Work instructions | Only one span of the listing below is wanted: the lines from the one with "man in white t-shirt -> box" through the one with "car wheel -> box", reproduced exactly, both ends kept.

Dataset records |
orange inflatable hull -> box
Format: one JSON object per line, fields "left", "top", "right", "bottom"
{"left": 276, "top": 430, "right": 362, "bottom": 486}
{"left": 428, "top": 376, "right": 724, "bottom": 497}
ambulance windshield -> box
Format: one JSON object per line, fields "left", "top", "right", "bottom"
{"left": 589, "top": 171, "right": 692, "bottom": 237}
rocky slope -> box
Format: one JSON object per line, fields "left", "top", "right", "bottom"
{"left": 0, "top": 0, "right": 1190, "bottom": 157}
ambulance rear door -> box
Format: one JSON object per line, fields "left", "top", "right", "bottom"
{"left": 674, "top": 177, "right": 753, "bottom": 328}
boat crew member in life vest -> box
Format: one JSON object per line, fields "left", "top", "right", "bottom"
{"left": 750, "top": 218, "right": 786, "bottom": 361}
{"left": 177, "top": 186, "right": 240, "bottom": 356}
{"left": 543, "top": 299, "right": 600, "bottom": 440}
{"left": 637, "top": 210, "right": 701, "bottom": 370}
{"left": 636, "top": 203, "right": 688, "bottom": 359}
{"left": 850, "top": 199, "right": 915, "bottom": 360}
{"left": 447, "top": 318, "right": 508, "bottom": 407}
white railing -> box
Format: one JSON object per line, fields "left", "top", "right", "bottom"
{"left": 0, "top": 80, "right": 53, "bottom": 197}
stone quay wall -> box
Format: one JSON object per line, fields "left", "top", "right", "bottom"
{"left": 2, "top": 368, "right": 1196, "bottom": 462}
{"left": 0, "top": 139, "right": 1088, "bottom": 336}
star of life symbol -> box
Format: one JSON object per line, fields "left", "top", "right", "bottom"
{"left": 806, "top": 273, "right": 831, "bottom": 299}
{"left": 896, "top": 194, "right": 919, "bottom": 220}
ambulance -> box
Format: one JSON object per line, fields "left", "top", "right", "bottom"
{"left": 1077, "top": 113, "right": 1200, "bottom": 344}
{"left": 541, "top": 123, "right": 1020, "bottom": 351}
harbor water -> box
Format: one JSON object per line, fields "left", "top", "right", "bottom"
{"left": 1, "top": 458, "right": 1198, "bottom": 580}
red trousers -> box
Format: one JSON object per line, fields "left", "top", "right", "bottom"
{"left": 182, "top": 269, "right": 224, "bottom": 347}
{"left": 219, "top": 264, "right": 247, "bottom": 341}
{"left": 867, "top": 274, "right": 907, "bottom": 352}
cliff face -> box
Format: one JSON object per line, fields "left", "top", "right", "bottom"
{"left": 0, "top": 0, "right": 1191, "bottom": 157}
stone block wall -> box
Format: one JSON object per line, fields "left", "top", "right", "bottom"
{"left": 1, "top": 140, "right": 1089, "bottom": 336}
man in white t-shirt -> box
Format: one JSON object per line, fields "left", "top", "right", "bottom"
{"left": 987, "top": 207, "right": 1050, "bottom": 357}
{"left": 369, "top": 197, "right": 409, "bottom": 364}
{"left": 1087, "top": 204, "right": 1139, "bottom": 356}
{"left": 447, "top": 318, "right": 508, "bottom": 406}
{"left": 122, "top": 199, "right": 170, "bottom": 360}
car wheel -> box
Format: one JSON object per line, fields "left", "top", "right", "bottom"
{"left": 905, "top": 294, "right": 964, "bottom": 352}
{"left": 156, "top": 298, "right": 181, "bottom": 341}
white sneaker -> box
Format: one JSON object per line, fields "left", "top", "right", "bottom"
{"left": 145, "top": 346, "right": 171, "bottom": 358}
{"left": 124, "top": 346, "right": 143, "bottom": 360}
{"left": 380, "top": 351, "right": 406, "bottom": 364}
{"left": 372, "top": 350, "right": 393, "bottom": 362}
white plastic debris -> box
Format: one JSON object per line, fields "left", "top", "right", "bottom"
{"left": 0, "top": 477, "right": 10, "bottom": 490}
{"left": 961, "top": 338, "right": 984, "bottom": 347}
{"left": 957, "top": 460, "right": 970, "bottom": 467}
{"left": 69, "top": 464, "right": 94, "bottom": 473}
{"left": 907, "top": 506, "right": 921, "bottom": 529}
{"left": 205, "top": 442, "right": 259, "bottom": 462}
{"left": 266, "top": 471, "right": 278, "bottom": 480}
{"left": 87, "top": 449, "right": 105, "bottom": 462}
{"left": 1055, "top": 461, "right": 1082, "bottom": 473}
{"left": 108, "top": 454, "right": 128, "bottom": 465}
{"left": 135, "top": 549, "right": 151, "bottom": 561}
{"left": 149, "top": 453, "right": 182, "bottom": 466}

Response area |
man in white t-shirt -> box
Format: one JSON object per line, fields "left", "top", "right", "bottom"
{"left": 987, "top": 207, "right": 1050, "bottom": 357}
{"left": 369, "top": 197, "right": 409, "bottom": 364}
{"left": 1087, "top": 204, "right": 1139, "bottom": 356}
{"left": 447, "top": 318, "right": 508, "bottom": 406}
{"left": 122, "top": 199, "right": 170, "bottom": 360}
car wheel -> box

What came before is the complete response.